> _Problem description_
Could you render the rows below as a JSON list of strings, one string per line, with blank lines omitted?

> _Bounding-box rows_
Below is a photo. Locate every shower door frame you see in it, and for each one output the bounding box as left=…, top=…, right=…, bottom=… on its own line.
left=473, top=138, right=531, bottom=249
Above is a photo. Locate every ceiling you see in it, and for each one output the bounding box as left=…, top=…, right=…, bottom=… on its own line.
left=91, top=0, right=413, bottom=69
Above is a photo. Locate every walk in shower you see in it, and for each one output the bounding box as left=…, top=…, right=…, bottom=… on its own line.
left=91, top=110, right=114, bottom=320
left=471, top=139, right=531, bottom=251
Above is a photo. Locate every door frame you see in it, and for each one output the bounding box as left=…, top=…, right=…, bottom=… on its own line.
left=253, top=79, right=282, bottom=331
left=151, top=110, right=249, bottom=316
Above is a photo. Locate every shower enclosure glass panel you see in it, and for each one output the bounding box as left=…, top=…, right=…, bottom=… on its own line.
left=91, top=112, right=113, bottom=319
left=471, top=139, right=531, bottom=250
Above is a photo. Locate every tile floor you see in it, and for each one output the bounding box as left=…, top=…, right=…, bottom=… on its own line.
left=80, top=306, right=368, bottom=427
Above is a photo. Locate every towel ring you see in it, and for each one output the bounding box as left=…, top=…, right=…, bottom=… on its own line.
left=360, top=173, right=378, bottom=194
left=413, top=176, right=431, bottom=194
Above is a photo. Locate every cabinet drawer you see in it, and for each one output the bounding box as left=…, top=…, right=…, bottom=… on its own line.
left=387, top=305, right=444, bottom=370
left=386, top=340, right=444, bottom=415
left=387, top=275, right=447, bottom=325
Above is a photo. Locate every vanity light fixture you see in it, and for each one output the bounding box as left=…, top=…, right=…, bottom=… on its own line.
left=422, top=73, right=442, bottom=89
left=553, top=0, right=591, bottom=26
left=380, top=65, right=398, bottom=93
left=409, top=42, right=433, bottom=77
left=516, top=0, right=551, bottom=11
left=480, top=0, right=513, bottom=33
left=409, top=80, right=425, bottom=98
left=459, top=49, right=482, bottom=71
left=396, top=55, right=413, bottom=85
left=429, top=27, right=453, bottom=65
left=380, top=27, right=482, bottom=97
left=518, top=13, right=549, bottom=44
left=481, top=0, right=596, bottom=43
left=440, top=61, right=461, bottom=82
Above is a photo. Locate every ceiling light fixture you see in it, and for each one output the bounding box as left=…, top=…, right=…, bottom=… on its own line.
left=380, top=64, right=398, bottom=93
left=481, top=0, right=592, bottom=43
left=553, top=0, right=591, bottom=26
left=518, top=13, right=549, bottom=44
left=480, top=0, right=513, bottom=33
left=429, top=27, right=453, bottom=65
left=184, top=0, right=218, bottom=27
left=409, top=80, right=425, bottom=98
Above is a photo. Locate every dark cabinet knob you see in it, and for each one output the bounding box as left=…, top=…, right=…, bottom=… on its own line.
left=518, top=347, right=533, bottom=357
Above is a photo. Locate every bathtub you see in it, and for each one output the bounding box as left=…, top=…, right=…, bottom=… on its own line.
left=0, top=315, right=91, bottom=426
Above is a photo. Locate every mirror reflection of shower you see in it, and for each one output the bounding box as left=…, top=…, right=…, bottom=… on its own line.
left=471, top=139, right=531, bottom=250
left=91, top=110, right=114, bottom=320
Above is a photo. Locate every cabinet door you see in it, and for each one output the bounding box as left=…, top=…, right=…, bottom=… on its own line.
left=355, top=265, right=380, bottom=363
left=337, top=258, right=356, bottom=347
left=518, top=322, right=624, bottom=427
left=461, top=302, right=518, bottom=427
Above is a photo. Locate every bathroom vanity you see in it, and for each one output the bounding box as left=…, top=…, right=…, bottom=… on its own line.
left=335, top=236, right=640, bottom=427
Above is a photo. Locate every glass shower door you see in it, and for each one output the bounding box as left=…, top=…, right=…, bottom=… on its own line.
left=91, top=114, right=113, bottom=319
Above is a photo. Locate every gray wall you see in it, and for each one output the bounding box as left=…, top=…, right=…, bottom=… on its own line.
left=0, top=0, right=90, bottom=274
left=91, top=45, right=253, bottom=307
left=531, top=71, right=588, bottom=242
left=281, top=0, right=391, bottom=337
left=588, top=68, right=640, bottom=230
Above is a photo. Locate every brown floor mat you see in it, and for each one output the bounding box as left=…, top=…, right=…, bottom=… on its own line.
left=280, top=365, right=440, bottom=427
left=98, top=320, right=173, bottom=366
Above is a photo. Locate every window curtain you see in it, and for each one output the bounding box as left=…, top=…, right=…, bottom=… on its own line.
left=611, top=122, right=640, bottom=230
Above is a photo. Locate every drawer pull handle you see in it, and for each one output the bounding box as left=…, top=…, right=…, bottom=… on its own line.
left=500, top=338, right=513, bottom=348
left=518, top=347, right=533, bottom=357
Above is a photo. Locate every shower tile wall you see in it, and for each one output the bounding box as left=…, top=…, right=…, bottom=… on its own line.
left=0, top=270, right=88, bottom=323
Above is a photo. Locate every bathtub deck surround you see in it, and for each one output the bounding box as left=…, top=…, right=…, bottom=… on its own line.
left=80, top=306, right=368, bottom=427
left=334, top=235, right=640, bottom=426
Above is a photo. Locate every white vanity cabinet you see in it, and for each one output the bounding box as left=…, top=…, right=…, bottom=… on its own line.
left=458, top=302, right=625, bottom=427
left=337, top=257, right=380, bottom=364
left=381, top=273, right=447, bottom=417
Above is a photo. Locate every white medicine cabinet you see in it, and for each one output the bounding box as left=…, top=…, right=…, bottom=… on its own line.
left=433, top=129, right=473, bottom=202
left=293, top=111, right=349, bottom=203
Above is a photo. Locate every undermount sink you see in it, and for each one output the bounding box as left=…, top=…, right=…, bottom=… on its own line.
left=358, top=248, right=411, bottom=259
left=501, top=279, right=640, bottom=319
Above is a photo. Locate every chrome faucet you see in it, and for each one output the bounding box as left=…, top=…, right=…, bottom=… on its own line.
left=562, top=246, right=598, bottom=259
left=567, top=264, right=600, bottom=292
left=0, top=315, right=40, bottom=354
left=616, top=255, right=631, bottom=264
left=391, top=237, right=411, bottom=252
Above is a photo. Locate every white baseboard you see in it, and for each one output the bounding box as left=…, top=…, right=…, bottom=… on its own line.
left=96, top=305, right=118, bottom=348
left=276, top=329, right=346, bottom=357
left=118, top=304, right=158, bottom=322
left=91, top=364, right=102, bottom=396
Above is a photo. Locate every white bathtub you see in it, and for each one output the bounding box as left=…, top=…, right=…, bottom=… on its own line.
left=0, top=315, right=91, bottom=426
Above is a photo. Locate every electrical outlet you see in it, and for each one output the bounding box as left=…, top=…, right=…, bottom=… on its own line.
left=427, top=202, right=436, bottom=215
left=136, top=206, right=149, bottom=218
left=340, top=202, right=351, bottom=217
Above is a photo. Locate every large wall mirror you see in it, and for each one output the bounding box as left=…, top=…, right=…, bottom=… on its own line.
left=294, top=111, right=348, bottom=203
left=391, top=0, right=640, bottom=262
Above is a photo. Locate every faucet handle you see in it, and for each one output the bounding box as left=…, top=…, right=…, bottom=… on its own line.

> _Complete response_
[
  "Below is a photo. Locate every shower door frame you see in it, and for each one output the bounding box as left=…, top=…, right=…, bottom=… on its own line.",
  "left=473, top=138, right=531, bottom=249",
  "Above is a photo. Locate every ceiling you see in it, and for each one output the bounding box as left=…, top=…, right=…, bottom=… on its own line.",
  "left=91, top=0, right=413, bottom=69",
  "Above is a photo. Locate every walk in shower you see in it, and for each one output the bounding box as left=…, top=…, right=…, bottom=… on its own line.",
  "left=91, top=110, right=114, bottom=320",
  "left=471, top=139, right=531, bottom=251",
  "Above is a photo. Locate every door frame you see in it, and for each one output the bounding box as left=…, top=…, right=…, bottom=… on its own line.",
  "left=253, top=79, right=282, bottom=331",
  "left=151, top=110, right=249, bottom=316",
  "Above is a photo. Locate every shower enclosure glass panel you see in it, and for each one output the bounding box as left=…, top=…, right=…, bottom=… on its own line.",
  "left=91, top=112, right=113, bottom=319",
  "left=471, top=139, right=531, bottom=250",
  "Above is a photo. Locate every tile floor you see in it, and for each one output the bounding box as left=…, top=…, right=…, bottom=… on its own line.",
  "left=80, top=306, right=368, bottom=427",
  "Above is a photo. Locate every towel ring you see in it, and for each one output the bounding box as left=…, top=…, right=…, bottom=… on its own line.",
  "left=360, top=173, right=378, bottom=194",
  "left=413, top=176, right=431, bottom=194",
  "Above is a photo. Locate every cabinet drawer you see in it, and for each one output the bounding box as left=…, top=…, right=…, bottom=… on its own line.",
  "left=387, top=305, right=444, bottom=370",
  "left=386, top=340, right=444, bottom=415",
  "left=387, top=275, right=447, bottom=325",
  "Above is a photo. Locate every vanity light fixture you see in it, and for each one output the bounding box as left=…, top=…, right=…, bottom=… on its own line.",
  "left=422, top=73, right=442, bottom=89",
  "left=553, top=0, right=591, bottom=26",
  "left=380, top=65, right=398, bottom=93",
  "left=409, top=42, right=433, bottom=77",
  "left=516, top=0, right=551, bottom=11",
  "left=480, top=0, right=513, bottom=33",
  "left=409, top=80, right=425, bottom=98",
  "left=459, top=49, right=482, bottom=71",
  "left=396, top=55, right=413, bottom=85",
  "left=429, top=27, right=453, bottom=65",
  "left=380, top=27, right=482, bottom=97",
  "left=518, top=13, right=549, bottom=44",
  "left=481, top=0, right=596, bottom=43",
  "left=440, top=61, right=461, bottom=82",
  "Above is a photo. Locate every ceiling light fixture you see in it, and for each one output the bounding box as left=…, top=…, right=…, bottom=… on its own line.",
  "left=380, top=64, right=398, bottom=93",
  "left=481, top=0, right=592, bottom=43",
  "left=553, top=0, right=591, bottom=26",
  "left=518, top=13, right=549, bottom=44",
  "left=480, top=0, right=513, bottom=33",
  "left=429, top=27, right=453, bottom=65",
  "left=184, top=0, right=218, bottom=27",
  "left=409, top=80, right=425, bottom=98",
  "Above is a photo. Locate every dark cabinet knob you see in it, and for each one output the bounding box as left=…, top=…, right=…, bottom=… on its own line.",
  "left=518, top=347, right=533, bottom=357",
  "Above is a photo. Locate every bathtub you see in it, and for each one output the bounding box as left=…, top=…, right=…, bottom=… on its own line.",
  "left=0, top=315, right=91, bottom=426",
  "Above is a photo. Locate every mirror reflection of shower you see in it, and for each one output the bounding box as left=…, top=…, right=…, bottom=… on its own line.",
  "left=471, top=139, right=531, bottom=250",
  "left=91, top=110, right=114, bottom=320",
  "Above is a photo. Locate every cabinet door you see in it, and for each one output the bounding box as left=…, top=…, right=…, bottom=… on its own line.",
  "left=355, top=265, right=380, bottom=363",
  "left=337, top=258, right=356, bottom=347",
  "left=518, top=322, right=624, bottom=427",
  "left=461, top=302, right=518, bottom=427",
  "Above is a photo. Locate every bathroom vanity you see in it, and for each one output the bounding box as left=…, top=…, right=…, bottom=… on its own line.",
  "left=335, top=236, right=640, bottom=427",
  "Above is a photo. Locate every glass shower door you see in it, and for each one output the bounding box as left=…, top=…, right=…, bottom=… on its own line.",
  "left=91, top=114, right=113, bottom=319",
  "Above is a photo. Locate every gray wall you see in it, and for each one output the bounding box as left=…, top=…, right=…, bottom=… on its own line.",
  "left=0, top=0, right=90, bottom=274",
  "left=91, top=45, right=253, bottom=307",
  "left=531, top=71, right=588, bottom=242",
  "left=281, top=0, right=391, bottom=337",
  "left=588, top=68, right=640, bottom=230",
  "Above is a photo. Locate every brown floor mat you see in it, and for each one output the bounding box as left=…, top=…, right=…, bottom=… on its own line.",
  "left=280, top=365, right=440, bottom=427",
  "left=98, top=320, right=173, bottom=366",
  "Above is a photo. Locate every window curtain you see in it, and for each one output the bounding box as left=…, top=…, right=…, bottom=… on its own line.",
  "left=611, top=122, right=640, bottom=230",
  "Above is a photo. Locate every drawer pull handle you see in it, and for each one output the bounding box as left=…, top=…, right=…, bottom=… on its own line.",
  "left=500, top=338, right=513, bottom=348",
  "left=518, top=347, right=533, bottom=357",
  "Above is a photo. Locate every shower tile wall you see in it, and for each one output the bounding box as left=…, top=…, right=…, bottom=… on its own line.",
  "left=0, top=270, right=88, bottom=323",
  "Above is a photo. Locate every bathtub deck surround you see in it, and for each one output the bounding box as left=…, top=…, right=…, bottom=… on its own line.",
  "left=80, top=306, right=368, bottom=427",
  "left=334, top=235, right=640, bottom=426",
  "Above is a photo. Locate every white vanity cabinet you see in it, and for each one output the bounding box as left=…, top=…, right=…, bottom=… on its own line.",
  "left=458, top=302, right=625, bottom=427",
  "left=337, top=257, right=380, bottom=364",
  "left=381, top=273, right=447, bottom=417",
  "Above is a photo. Locate every white medicine cabinet you see in it, and for each one output the bounding box as left=…, top=…, right=…, bottom=… on its own line.",
  "left=433, top=129, right=473, bottom=202",
  "left=293, top=111, right=349, bottom=203",
  "Above is a photo. Locate every undermount sink you see in it, and for each one output the bounding box as left=…, top=…, right=…, bottom=… on its own line.",
  "left=358, top=248, right=411, bottom=259",
  "left=501, top=279, right=640, bottom=319",
  "Above is a photo. Locate every chrome faucet you see in it, and for each one output the bounding box as left=…, top=…, right=…, bottom=… on its own line.",
  "left=562, top=246, right=598, bottom=259",
  "left=567, top=264, right=600, bottom=292",
  "left=0, top=315, right=40, bottom=354",
  "left=616, top=255, right=631, bottom=264",
  "left=391, top=237, right=411, bottom=252",
  "Above is a photo. Locate every white baseboard you see in it, and for each one output the bounding box as left=…, top=…, right=…, bottom=… on its own line.",
  "left=96, top=305, right=118, bottom=348",
  "left=276, top=329, right=346, bottom=357",
  "left=118, top=304, right=158, bottom=322",
  "left=91, top=364, right=102, bottom=396",
  "Above is a photo. Locate every white bathtub you see in it, and for each one output the bounding box as left=…, top=…, right=…, bottom=… on its own line.",
  "left=0, top=315, right=91, bottom=426",
  "Above is a photo. Locate every electrical outlet you see in it, and for each one output the bounding box as left=…, top=…, right=…, bottom=… on its own line.",
  "left=427, top=202, right=436, bottom=215",
  "left=136, top=206, right=149, bottom=218",
  "left=340, top=202, right=351, bottom=217",
  "Above is a photo. Locate every large wall mirror you see in it, and for each one output the bounding box as left=…, top=…, right=…, bottom=… on its own line.",
  "left=294, top=111, right=348, bottom=203",
  "left=391, top=0, right=640, bottom=262",
  "Above is a photo. Locate every faucet handle you see in it, and for each one output the bounding box as left=…, top=…, right=…, bottom=… on its own line."
]